# Input records start

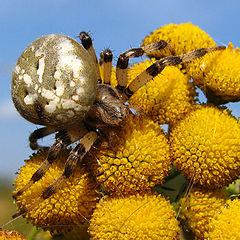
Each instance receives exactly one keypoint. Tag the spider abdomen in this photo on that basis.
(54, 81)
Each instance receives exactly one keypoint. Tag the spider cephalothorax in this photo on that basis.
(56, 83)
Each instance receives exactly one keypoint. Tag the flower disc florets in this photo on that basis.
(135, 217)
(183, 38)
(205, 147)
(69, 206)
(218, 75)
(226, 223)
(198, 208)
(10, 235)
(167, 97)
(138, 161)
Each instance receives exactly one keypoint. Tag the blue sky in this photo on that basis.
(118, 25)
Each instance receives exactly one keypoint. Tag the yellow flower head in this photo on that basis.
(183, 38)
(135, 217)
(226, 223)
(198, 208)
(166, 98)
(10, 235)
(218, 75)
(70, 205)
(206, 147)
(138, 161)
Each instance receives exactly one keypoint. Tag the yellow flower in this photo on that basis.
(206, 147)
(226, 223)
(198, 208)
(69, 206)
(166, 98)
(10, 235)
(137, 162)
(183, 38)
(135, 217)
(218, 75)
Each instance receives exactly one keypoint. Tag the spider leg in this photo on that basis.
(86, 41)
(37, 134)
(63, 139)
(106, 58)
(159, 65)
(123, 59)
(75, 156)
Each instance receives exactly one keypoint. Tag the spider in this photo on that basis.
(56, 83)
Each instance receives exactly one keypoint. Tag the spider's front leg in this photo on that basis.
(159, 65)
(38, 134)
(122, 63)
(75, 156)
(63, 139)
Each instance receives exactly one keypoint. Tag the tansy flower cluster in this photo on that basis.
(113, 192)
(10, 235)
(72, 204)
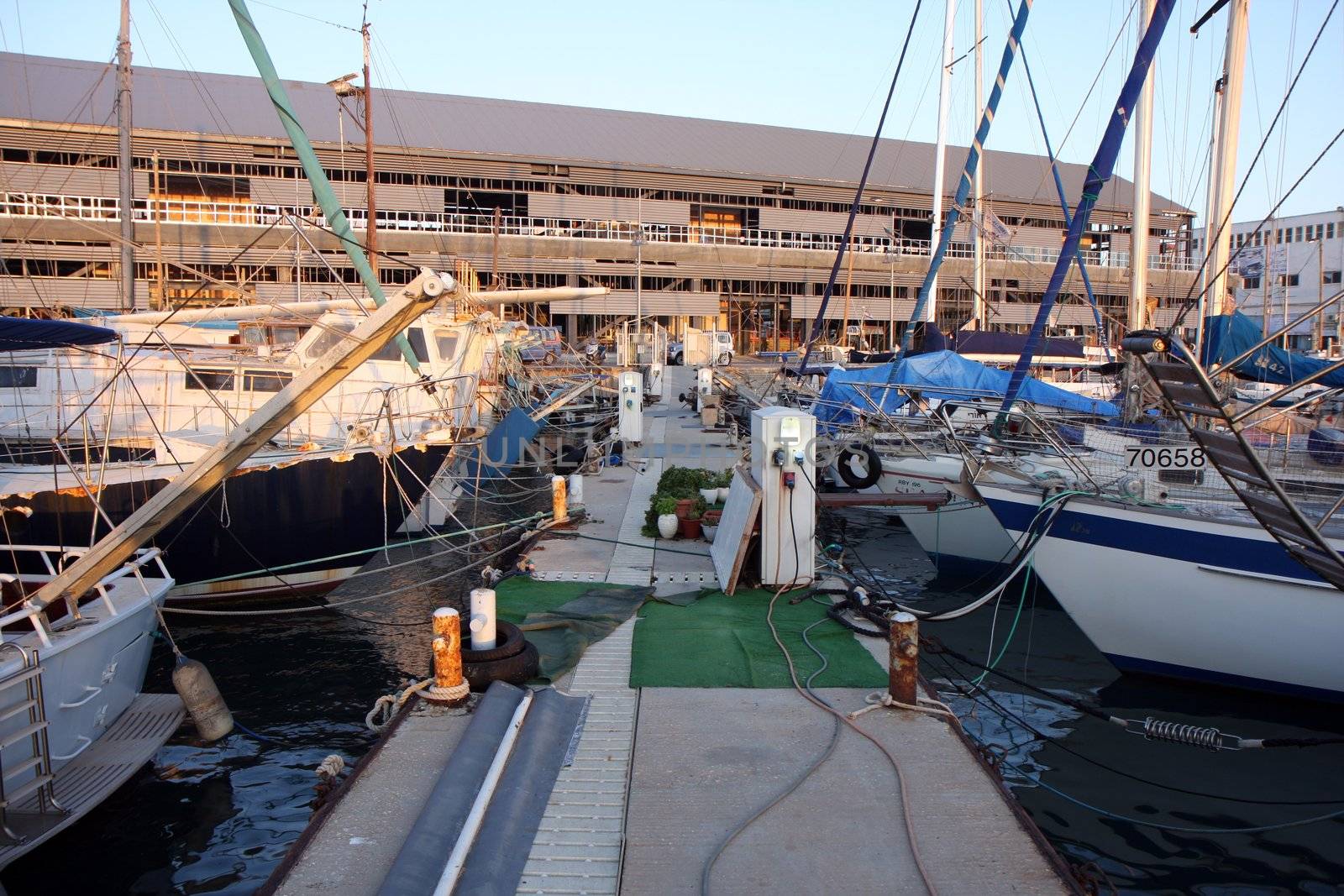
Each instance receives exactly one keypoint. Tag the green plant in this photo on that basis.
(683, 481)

# Input records end

▶ _Written request_
Turn the items above into a numbered list, skipping any blank lines and including every item. Omit the pictures from your answer.

▶ _Answer to the task_
1. Each instance receives exactly one keypoint. Tag the spider abdomen in this photo on that basis.
2. (54, 81)
3. Each instance receives exactly one keypoint. Tag the spider cephalothorax in this photo on that basis.
4. (56, 83)
5. Each instance receives exactly one keypoint. Tag the flower disc florets in this photo on that basis.
6. (135, 217)
7. (183, 38)
8. (205, 147)
9. (69, 206)
10. (218, 75)
11. (226, 223)
12. (198, 208)
13. (10, 235)
14. (167, 97)
15. (138, 161)
16. Each instance receives exactly one keypoint. Tag the blue sky in this photo on that basis.
17. (118, 25)
18. Each instance receives exactly one keypoint. Tag the yellow flower head in this photo on that basis.
19. (183, 38)
20. (135, 217)
21. (226, 223)
22. (198, 208)
23. (166, 98)
24. (10, 235)
25. (218, 75)
26. (70, 205)
27. (206, 147)
28. (138, 161)
29. Each instance receives exactly one keypoint. Tag the yellow flower in this photo on that basis.
30. (206, 147)
31. (226, 223)
32. (198, 208)
33. (69, 206)
34. (166, 98)
35. (10, 235)
36. (137, 162)
37. (183, 38)
38. (135, 217)
39. (218, 75)
40. Each instance receives exactly one keypoint. Tag the spider leg in this photo on that basis.
41. (86, 41)
42. (37, 134)
43. (63, 139)
44. (106, 58)
45. (159, 65)
46. (123, 59)
47. (75, 156)
48. Each instance receives exactly one keypoint. Tag the spider in this photo on that basis.
49. (56, 83)
50. Each instance receives exactly one keypoint. Tag the spider's front leg in this photo on that basis.
51. (159, 65)
52. (38, 134)
53. (122, 63)
54. (75, 156)
55. (63, 139)
56. Each instance receives exactly one keypoint. Tag the tansy flower cluster in this photo on that basis.
57. (113, 192)
58. (10, 235)
59. (72, 204)
60. Each instance receives exactly one keypoint. Tag the green plant in this photo on that basis.
61. (683, 481)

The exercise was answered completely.